Kuruc colonel in the Hungarian army (1665-1711)

Ádám Balogh de Bér (c. 1665 in Bérbaltavár, Kingdom of Hungary – 1711 in Buda) was one of the most famous kuruc colonels of the Hungarian army during Rákóczi's War for Independence against the rule of the Austrian Habsburg dynasty.

==Life ==
Balogh was born to a Catholic noble family. His father was István Balogh, who died in 1678, and his mother was Rebeka Káldy, a catholic noble lady. Balogh married Julianna Festetics, and they had seven children.

━━━

**WHAT YOU NEED TO DO**.
**A)** Translate this sentence from the text on Ádám Balogh into Spanish: "Balogh married Julianna Festetics, and they had seven children."
**B)** Write a continuation of the biography of Ádám Balogh, starting after its final sentence.

━━━

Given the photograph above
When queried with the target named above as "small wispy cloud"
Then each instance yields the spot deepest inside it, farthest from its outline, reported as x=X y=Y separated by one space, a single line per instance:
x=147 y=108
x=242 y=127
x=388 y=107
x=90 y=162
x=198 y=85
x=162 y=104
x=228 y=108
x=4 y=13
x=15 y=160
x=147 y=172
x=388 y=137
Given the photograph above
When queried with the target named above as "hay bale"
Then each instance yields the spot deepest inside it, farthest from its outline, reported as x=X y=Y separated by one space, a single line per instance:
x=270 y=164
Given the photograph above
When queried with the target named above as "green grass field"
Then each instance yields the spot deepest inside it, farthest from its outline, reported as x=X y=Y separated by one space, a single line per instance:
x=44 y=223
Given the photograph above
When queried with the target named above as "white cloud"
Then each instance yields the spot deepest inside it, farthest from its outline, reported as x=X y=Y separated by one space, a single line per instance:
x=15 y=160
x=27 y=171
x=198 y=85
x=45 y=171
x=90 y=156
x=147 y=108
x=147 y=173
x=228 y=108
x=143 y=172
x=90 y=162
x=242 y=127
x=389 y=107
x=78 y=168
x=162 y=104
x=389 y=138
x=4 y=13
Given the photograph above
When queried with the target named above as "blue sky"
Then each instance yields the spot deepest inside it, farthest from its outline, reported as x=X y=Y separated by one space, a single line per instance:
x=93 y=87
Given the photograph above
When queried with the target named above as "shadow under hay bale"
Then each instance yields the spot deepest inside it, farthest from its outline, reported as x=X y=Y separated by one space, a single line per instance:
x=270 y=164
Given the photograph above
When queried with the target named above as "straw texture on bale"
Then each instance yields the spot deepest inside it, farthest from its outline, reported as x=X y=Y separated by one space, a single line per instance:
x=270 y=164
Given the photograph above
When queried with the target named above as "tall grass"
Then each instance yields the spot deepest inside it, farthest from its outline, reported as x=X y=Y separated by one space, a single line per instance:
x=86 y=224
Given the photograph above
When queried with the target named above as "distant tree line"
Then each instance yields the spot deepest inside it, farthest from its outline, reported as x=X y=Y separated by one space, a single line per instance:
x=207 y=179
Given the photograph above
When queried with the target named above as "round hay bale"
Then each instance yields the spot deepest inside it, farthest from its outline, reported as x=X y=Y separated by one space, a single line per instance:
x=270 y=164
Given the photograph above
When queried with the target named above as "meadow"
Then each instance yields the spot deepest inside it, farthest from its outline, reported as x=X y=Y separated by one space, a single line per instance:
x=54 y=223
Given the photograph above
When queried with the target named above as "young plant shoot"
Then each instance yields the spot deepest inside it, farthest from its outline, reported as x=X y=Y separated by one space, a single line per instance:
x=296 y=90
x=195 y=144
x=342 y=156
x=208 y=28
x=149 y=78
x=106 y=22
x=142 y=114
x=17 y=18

━━━

**YOUR RESPONSES**.
**A)** Balogh se casó con Julianna Festetics y tuvieron siete hijos.

**B)**
He began service at a young age as the infantry's voivode in Csobánc castle and took part in campaigns of the Turkish wars. In 1705 he saw action with the kuruc troops who almost captured the Austrian king near Vienna. Francis II Rákóczi promoted him to colonel in 1708. He was executed in 1711 by Habsburgs in Buda Castle. Rákóczi tried to save him but was unsuccessful.

==Legacy==
Balogh is famous in Hungarian literature and film. His character appears in the TV series Captain of Tenkes (A Tenkes kapitánya, 1964). In the series, taking place in 1704, he is depicted as a colonel, although historically he was only a captain then.